About this task: Rewrite the rows from the very first line through the line with "box: [334, 251, 472, 336]", replacing "prompts" with "cues" and leaving everything else as it is.

(Records for this exercise begins)

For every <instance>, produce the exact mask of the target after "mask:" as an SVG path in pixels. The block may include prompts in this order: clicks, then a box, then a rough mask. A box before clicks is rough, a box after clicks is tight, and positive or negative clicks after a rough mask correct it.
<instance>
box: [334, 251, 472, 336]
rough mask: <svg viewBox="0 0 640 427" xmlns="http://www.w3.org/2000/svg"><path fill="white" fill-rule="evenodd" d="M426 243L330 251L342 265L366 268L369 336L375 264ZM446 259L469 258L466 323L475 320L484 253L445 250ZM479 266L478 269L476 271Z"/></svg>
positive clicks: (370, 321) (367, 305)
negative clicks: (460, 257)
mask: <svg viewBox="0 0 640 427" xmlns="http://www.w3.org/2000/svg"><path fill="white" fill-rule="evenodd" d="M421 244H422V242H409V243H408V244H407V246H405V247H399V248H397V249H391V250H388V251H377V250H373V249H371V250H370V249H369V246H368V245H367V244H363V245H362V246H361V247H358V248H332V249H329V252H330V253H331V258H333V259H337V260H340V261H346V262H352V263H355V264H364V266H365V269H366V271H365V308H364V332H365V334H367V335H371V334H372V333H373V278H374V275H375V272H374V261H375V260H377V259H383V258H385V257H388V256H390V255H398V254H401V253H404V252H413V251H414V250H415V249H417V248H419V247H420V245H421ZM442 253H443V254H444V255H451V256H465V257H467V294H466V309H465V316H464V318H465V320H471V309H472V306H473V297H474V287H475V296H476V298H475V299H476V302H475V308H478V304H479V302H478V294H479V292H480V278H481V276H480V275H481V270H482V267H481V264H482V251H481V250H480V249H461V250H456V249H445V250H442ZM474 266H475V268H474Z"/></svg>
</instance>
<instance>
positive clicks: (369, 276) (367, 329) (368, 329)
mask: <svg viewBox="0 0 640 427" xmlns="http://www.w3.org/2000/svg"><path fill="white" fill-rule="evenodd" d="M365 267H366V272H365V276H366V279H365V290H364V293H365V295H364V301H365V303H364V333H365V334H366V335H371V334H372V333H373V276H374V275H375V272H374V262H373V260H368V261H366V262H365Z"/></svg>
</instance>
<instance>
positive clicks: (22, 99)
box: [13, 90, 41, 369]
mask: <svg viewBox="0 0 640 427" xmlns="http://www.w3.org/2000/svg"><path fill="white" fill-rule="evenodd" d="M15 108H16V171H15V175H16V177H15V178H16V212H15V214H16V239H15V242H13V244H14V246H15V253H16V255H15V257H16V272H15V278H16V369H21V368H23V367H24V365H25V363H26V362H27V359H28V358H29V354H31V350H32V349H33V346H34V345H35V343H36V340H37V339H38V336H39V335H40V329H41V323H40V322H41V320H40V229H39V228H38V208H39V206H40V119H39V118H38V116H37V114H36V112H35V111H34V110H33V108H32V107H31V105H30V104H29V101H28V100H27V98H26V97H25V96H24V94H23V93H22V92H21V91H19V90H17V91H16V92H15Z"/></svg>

(Records for this exercise ends)

Solution for this exercise:
For every <instance>, produce the exact mask of the target after "mask:" as an SVG path in pixels. The block may include cues in this order: clicks, then a box, then a rough mask. A box before clicks is rough, a box after clicks is tight, and positive or negative clicks after a rough mask correct it.
<instance>
box: [334, 251, 472, 336]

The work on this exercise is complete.